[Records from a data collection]
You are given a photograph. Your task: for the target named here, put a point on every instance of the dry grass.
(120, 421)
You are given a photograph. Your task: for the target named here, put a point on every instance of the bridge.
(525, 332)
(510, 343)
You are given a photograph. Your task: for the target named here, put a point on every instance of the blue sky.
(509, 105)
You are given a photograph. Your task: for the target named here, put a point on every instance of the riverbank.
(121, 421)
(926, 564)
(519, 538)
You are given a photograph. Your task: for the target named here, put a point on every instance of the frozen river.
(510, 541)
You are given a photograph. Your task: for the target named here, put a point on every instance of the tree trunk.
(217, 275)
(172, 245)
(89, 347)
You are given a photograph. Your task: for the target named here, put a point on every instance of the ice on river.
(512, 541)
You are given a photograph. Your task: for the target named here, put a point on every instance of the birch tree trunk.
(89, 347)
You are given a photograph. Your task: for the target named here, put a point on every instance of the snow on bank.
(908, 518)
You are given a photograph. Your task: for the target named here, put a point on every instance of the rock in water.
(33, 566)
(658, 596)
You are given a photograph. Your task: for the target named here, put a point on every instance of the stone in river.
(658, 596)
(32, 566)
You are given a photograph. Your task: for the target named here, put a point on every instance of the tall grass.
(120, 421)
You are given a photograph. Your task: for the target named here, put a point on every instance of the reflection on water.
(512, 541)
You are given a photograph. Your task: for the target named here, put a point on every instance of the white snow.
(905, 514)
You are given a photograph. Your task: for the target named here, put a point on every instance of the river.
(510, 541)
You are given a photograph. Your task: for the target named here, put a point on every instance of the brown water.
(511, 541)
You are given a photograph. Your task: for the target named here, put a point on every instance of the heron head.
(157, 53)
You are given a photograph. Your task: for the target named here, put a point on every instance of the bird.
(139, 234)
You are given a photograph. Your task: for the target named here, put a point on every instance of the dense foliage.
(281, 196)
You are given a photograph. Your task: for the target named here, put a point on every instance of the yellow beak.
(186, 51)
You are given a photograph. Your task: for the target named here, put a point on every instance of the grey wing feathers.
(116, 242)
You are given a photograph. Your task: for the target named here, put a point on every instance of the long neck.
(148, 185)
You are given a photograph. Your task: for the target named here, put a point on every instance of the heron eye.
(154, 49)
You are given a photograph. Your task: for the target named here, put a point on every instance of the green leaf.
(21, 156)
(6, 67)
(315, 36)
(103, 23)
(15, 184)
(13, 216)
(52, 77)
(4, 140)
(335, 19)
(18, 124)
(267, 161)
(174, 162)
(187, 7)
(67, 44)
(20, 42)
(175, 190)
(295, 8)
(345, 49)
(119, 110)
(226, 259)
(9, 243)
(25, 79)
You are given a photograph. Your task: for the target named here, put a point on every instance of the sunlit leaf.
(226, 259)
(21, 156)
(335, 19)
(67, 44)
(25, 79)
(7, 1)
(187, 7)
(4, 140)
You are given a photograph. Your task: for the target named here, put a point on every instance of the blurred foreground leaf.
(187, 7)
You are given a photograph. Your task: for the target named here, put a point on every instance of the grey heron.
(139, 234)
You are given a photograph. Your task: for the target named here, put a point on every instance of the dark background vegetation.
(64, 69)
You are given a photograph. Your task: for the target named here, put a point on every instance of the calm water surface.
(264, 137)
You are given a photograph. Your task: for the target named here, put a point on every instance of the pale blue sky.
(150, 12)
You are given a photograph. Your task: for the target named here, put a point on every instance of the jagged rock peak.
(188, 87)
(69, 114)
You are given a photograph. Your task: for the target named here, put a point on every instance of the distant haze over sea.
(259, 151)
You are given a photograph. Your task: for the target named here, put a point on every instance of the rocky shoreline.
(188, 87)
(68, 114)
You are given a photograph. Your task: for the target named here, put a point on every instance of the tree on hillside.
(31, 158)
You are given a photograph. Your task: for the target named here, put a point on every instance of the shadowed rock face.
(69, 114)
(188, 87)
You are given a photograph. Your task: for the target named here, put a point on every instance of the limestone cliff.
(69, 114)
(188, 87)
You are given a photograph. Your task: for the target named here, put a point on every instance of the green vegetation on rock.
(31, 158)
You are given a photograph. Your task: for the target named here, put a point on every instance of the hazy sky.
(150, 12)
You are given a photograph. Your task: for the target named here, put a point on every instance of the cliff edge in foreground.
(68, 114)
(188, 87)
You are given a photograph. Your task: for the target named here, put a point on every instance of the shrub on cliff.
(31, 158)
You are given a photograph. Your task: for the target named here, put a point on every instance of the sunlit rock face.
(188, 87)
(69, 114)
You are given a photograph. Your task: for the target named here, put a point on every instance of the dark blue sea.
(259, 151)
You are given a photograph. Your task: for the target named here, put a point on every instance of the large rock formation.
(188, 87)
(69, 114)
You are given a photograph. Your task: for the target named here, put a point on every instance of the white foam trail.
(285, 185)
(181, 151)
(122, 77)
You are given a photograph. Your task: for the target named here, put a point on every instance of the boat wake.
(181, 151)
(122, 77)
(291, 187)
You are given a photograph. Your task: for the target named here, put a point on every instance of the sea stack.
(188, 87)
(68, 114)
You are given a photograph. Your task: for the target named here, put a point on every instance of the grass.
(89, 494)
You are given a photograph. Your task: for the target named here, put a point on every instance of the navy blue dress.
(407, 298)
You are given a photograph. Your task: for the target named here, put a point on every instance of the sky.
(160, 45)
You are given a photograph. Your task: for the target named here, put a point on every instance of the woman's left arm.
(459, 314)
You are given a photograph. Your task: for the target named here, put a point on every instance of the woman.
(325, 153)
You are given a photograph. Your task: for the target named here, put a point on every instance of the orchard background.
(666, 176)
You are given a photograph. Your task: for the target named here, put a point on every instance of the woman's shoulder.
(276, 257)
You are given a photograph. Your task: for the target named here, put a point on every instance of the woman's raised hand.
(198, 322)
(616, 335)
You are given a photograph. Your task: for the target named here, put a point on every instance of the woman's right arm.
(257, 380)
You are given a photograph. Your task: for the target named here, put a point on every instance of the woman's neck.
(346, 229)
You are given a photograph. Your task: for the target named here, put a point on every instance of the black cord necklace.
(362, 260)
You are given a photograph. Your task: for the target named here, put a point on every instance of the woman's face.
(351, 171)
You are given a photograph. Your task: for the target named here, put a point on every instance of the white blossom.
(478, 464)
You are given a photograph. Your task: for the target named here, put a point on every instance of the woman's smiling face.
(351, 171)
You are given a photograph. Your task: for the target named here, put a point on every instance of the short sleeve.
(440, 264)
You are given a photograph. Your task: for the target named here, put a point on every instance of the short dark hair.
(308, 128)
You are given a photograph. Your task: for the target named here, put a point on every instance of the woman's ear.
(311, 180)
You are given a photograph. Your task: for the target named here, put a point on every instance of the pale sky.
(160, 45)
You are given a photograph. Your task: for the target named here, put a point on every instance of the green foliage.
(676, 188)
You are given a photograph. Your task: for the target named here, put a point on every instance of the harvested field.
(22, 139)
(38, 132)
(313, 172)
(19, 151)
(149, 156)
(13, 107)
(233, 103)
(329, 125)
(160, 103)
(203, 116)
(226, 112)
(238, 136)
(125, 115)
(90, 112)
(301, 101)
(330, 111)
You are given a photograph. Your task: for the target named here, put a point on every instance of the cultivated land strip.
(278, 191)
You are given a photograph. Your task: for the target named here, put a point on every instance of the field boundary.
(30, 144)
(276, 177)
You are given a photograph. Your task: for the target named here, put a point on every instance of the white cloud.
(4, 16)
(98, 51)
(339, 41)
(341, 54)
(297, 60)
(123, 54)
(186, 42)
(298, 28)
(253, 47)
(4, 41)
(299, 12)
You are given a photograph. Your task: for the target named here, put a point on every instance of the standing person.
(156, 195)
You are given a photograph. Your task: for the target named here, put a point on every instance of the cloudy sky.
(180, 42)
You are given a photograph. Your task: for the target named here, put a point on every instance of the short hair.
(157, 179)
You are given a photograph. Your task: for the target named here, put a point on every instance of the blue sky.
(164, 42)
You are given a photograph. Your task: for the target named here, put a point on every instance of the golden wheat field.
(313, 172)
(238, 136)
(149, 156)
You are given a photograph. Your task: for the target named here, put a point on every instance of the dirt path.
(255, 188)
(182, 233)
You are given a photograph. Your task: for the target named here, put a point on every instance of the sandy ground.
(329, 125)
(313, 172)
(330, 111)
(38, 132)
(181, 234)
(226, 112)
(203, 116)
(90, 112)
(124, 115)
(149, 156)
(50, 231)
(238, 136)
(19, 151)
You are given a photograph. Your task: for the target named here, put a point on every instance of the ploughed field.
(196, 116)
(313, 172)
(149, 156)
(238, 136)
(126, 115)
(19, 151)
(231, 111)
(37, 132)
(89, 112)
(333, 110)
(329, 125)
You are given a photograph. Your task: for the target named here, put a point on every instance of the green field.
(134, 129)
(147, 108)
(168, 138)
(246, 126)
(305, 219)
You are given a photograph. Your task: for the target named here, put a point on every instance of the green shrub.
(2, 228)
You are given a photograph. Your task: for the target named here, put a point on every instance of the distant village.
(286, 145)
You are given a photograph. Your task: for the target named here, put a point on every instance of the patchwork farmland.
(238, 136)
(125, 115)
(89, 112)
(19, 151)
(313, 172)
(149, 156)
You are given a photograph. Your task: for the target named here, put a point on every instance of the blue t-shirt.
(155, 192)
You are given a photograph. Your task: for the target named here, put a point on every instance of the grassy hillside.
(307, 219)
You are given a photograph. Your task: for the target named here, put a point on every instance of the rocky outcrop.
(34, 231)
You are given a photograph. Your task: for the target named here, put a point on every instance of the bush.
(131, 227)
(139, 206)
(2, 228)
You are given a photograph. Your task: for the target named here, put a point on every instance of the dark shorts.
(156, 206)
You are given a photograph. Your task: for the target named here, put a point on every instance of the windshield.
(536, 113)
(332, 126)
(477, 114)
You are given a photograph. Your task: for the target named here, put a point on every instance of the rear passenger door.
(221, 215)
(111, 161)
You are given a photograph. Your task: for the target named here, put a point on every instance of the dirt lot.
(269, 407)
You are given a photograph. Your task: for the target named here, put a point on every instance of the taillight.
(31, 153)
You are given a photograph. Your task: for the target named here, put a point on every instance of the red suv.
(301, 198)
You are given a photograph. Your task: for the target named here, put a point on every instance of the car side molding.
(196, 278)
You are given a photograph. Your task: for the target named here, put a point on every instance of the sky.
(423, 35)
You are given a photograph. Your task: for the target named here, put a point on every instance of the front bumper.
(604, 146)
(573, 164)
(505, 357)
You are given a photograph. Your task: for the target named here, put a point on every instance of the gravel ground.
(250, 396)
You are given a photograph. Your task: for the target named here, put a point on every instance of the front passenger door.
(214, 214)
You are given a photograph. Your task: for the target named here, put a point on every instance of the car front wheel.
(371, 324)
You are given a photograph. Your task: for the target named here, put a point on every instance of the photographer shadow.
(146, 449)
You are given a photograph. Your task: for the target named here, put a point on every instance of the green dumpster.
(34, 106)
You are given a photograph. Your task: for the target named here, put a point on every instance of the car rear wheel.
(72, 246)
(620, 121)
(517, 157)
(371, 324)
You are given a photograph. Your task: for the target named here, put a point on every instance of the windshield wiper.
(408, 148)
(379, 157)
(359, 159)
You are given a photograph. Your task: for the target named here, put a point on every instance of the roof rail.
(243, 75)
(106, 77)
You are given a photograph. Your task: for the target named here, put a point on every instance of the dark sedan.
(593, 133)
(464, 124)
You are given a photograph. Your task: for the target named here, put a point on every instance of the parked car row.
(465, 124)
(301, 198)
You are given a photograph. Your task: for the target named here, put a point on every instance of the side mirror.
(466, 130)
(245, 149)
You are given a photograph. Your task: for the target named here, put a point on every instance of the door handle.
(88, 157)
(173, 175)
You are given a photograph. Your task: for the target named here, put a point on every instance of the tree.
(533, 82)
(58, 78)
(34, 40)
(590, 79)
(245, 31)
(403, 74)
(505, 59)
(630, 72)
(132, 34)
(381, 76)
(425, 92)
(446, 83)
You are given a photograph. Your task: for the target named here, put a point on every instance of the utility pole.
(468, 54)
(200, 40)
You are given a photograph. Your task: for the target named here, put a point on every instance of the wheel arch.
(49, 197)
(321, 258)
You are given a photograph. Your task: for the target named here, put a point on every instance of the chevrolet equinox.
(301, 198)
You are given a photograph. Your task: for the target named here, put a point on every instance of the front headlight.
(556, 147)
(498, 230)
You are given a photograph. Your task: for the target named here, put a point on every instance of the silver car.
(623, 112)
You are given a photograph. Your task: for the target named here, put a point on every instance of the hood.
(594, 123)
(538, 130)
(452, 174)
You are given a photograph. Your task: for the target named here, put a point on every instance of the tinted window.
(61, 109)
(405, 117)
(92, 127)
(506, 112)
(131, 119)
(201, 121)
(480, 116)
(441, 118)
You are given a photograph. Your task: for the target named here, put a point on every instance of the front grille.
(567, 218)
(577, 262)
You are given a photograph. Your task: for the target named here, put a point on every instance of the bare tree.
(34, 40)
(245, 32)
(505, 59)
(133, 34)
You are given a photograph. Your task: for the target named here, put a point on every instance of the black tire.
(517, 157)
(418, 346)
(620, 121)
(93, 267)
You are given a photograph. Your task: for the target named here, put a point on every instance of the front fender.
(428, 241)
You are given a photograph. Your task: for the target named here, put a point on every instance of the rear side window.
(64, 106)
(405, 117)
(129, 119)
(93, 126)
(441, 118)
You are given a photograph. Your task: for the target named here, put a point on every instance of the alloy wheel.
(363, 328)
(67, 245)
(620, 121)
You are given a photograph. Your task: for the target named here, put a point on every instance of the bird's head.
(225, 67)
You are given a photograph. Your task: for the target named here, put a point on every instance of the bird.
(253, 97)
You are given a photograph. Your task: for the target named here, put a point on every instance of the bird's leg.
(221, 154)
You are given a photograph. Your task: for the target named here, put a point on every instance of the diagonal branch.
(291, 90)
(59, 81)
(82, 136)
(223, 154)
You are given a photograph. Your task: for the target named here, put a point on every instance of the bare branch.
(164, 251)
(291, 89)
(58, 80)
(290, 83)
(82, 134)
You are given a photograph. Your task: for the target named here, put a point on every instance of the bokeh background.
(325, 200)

*DO THIS*. Your task is to write out the lines from the one with "the bare tree." through the end of the records, exactly and with nothing added.

*RESULT OF THE TASK*.
You are given a photograph. Your task: for the target named here, put a point on every instance of the bare tree.
(34, 40)
(245, 32)
(505, 59)
(133, 34)
You are given a photograph. Your task: for the target named here, put a point on every instance of the black tire.
(517, 157)
(418, 346)
(620, 121)
(93, 267)
You are given a photograph. Your task: for the target named here, put a point on every instance of the front fender.
(428, 241)
You are given a photograph. Your task: for the target named here, put a point on every instance of the rear side window.
(64, 106)
(405, 117)
(129, 119)
(93, 126)
(441, 118)
You are given a photograph. Your task: for the target named here, put a point on every instance of the alloy wheel.
(363, 328)
(67, 245)
(620, 121)
You are given a photograph. Your task: for the target named here, put a point on every instance of the bird's head.
(225, 67)
You are given a photograph. Your task: for the target named here, put a point on every instance of the bird.
(253, 97)
You are given a photograph. Your task: for the target named here, put a point on every instance of the bird's leg.
(221, 154)
You are given a photograph. Your task: for the target named here, put a point on every instance of the diagonal branch.
(291, 90)
(59, 81)
(82, 136)
(223, 154)
You are given a photograph. Your task: for the target named here, put a point on every instance of the bare branch.
(164, 251)
(291, 89)
(58, 80)
(290, 83)
(82, 134)
You are given a photograph. Your task: for the target named here, put a point on every instance of the bokeh background.
(325, 200)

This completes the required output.